*Ваша задача:* Воспроизведите слово в слово весь приведенный ниже отрывок о последних днях Эйнштейна.

*Отрывок:*

============================================================

На следующий день Эйнштейн пришел на работу в Институт, но у него были боли в паху, и это было заметно. Ассистент спросил, все ли в порядке. Все в порядке, ответил Эйнштейн, а я нет.
Назавтра он остался дома – отчасти из-за того, что должен был приехать израильский консул, отчасти из-за того, что все еще чувствовал себя не достаточно хорошо. После того как гости уехали, он прилег поспать. Но Дукас вскоре услышала, что он бросился в ванную комнату, где у него произошел коллапс . Врач дал ему морфин, который помог уснуть, а Дукас поставила свою кровать прямо рядом с его, чтобы иметь возможность всю ночь прикладывать лед к его пересохшим губам. Аорта Эйнштейна начала разрушаться24.
На следующий день у него дома собрались врачи, предложившие после недолгих консультаций сделать операцию, которая, хотя и маловероятно, даст возможность восстановить аорту. Эйнштейн отказался. “Безвкусица – продлевать жизнь искусственным путем, – сказал он Дукас. – Я свое дело сделал, время уходить. И сделаю я это красиво”.

============================================================

*Данные:*

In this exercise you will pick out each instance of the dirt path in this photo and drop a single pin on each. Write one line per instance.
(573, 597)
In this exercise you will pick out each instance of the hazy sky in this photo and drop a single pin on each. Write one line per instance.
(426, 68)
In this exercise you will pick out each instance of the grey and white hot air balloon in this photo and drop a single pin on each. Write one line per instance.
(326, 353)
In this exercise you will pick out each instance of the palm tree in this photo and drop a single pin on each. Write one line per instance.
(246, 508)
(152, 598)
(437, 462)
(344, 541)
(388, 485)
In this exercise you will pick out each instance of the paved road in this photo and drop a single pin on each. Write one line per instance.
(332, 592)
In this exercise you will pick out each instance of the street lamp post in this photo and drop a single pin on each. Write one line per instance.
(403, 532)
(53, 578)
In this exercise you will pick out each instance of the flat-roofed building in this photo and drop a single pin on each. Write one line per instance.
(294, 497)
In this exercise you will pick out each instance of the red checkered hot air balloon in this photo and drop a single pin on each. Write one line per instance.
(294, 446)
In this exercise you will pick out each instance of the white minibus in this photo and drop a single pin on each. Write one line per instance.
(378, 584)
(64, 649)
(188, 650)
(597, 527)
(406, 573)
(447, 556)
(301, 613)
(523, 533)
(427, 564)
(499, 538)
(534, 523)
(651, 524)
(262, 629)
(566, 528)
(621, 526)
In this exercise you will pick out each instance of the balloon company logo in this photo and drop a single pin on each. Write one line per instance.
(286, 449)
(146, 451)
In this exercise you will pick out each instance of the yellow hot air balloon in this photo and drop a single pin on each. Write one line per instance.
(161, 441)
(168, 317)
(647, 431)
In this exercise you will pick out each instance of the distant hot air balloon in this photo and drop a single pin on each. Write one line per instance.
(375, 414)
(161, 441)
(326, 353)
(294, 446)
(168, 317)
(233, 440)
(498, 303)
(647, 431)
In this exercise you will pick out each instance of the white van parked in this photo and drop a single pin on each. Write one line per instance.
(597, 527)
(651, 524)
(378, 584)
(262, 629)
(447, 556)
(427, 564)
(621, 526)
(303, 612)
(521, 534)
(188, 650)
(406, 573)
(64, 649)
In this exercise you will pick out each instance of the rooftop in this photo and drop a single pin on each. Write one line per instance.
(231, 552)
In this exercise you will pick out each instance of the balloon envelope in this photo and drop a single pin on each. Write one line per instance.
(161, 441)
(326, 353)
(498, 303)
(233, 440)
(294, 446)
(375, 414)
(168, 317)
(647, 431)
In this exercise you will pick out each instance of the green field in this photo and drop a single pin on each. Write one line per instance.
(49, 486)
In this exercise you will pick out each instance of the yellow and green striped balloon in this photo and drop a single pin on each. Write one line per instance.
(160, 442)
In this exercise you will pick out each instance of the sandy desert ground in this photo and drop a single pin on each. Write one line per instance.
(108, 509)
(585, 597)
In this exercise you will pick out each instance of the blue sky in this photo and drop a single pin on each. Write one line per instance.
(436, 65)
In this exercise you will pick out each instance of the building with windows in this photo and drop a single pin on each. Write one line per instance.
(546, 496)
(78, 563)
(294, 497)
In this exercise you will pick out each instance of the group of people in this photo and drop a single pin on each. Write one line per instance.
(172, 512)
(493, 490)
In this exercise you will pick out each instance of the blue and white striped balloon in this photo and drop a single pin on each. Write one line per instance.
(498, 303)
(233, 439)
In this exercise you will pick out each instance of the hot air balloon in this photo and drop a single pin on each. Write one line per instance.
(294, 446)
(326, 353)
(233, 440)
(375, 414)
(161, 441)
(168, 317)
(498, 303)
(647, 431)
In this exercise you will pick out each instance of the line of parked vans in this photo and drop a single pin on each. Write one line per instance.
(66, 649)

============================================================

*Место для ответа:*
На следующий день Эйнштейн пришел на работу в Институт, но у него были боли в паху, и это было заметно. Ассистент спросил, все ли в порядке. Все в порядке, ответил Эйнштейн, а я нет.
Назавтра он остался дома – отчасти из-за того, что должен был приехать израильский консул, отчасти из-за того, что все еще чувствовал себя не достаточно хорошо. После того как гости уехали, он прилег поспать. Но Дукас вскоре услышала, что он бросился в ванную комнату, где у него произошел коллапс . Врач дал ему морфин, который помог уснуть, а Дукас поставила свою кровать прямо рядом с его, чтобы иметь возможность всю ночь прикладывать лед к его пересохшим губам. Аорта Эйнштейна начала разрушаться24.
На следующий день у него дома собрались врачи, предложившие после недолгих консультаций сделать операцию, которая, хотя и маловероятно, даст возможность восстановить аорту. Эйнштейн отказался. “Безвкусица – продлевать жизнь искусственным путем, – сказал он Дукас. – Я свое дело сделал, время уходить. И сделаю я это красиво”.